Example 11.10 – Smoking status and lung disease (medicine)
A health researcher investigates the relationship between smoking status (non‑smoker, past smoker, current smoker) and diagnosis of a chronic lung disease (present or absent). The observed counts for 400 participants are:
| Disease present | Disease absent | Total | |
|---|---|---|---|
| Non‑smoker | 20 | 180 | 200 |
| Past smoker | 25 | 75 | 100 |
| Current smoker | 30 | 70 | 100 |
| Total | 75 | 325 | 400 |
Under independence the expected count for the first cell is \((200\times75)/400=37.5\), and similarly for the other cells. The chi‑square statistic is
\[ \chi^2 = \sum_{i,j}\frac{(O_{ij}-E_{ij})^2}{E_{ij}} \approx 20.923, \]
with \((3-1)(2-1)=2\) degrees of freedom. The p‑value is <0.0001. We reject the null hypothesis; smoking status and lung disease are associated.
In JMP, the output looks like
Performing the chi‑square test for association in JMP Pro 18
- Organize your data. Each row should represent an individual with two categorical variables. If you have aggregated counts, include a Freq column.
- Use the Contingency platform. Select
Analyze → Fit Y by X. Assign one variable to Y, the other to X, and the counts to Freq if needed. Click OK to obtain the contingency table. - Run the chi‑square test. JMP displays the chi‑square statistic, degrees of freedom and p‑value. Verify that all expected counts exceed 5.

--- Source material ---
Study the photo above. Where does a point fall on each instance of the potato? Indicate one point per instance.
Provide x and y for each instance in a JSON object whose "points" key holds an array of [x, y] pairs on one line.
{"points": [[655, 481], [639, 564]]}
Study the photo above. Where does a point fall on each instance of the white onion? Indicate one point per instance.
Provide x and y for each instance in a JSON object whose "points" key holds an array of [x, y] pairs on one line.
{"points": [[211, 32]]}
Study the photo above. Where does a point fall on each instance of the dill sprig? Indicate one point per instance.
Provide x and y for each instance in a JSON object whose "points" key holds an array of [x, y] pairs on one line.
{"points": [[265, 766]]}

* * *

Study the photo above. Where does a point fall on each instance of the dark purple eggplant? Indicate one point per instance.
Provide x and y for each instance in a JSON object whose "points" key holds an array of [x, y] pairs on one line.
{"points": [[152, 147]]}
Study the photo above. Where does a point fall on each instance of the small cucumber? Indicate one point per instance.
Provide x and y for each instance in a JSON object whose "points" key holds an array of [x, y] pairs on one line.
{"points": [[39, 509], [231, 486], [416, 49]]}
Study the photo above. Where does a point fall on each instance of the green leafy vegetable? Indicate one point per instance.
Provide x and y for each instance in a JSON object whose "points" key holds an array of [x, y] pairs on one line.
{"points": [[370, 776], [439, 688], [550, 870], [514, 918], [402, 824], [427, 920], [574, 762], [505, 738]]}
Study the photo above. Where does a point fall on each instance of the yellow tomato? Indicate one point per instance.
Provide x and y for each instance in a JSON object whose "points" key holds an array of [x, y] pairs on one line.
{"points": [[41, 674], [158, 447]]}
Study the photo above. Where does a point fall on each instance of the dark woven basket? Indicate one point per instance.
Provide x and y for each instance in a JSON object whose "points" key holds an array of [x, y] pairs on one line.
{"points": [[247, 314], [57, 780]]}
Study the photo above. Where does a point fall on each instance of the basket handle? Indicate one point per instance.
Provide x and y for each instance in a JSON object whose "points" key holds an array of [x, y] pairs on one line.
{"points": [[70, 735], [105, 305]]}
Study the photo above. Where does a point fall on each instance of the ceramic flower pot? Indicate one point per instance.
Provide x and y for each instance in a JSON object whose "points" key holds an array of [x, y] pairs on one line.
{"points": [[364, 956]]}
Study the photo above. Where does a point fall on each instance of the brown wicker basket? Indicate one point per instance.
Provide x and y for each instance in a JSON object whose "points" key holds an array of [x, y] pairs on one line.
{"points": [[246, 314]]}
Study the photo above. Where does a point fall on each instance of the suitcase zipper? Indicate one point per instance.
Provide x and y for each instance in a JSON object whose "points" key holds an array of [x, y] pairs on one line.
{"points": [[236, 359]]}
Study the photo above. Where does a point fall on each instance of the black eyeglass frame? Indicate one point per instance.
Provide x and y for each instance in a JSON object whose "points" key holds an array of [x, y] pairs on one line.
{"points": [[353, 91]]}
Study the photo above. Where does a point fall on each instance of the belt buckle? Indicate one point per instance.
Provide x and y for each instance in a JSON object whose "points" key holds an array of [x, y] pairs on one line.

--- Set of tasks ---
(1) Write out the passage on smoking and lung disease word for word, everything from "In JMP, the" down to "a Freq column.".
(2) Answer from the smoking and lung disease example:
(a) How many current smokers had the disease present?
(b) How many degrees of freedom does the chi-square test have?
(c) Which menu selection in JMP opens the Contingency platform?
(3) Extend the smoking and lung disease example past its last sentence.

--- Expected outputs ---
(1)
In JMP, the output looks like
Performing the chi‑square test for association in JMP Pro 18
- Organize your data. Each row should represent an individual with two categorical variables. If you have aggregated counts, include a Freq column.

(2)
(a) 30
(b) 2
(c) Analyze → Fit Y by X

(3)
Recap
| Keyword/Concept | Definition/Formula |
|---|---|
| Chi‑square test for association | Tests independence between two categorical variables; the statistic sums \((O_{ij}-E_{ij})^2/E_{ij}\) over all cells. |
| Expected count | \(E_{ij} = (R_i C_j)/N\); must be at least 5 in each cell. |
| Degrees of freedom | \((r-1)(c-1)\) for an \(r\times c\) contingency table. |
Check your understanding
- A study records the preferred news source (TV, radio, internet, newspaper) and political affiliation (Democrat, Republican, Independent) for 900 voters. Describe how to test for independence between news source and political affiliation. If the overall test is significant, how would you identify which cells contribute most to the association?
- The table below shows the relationship between genotype (AA, Aa, aa) and survival (survived, died) in a sample of 450 organisms. Perform a chi‑square test for association and interpret the results. Then compute standardized residuals and determine which genotype categories differ most from expectation.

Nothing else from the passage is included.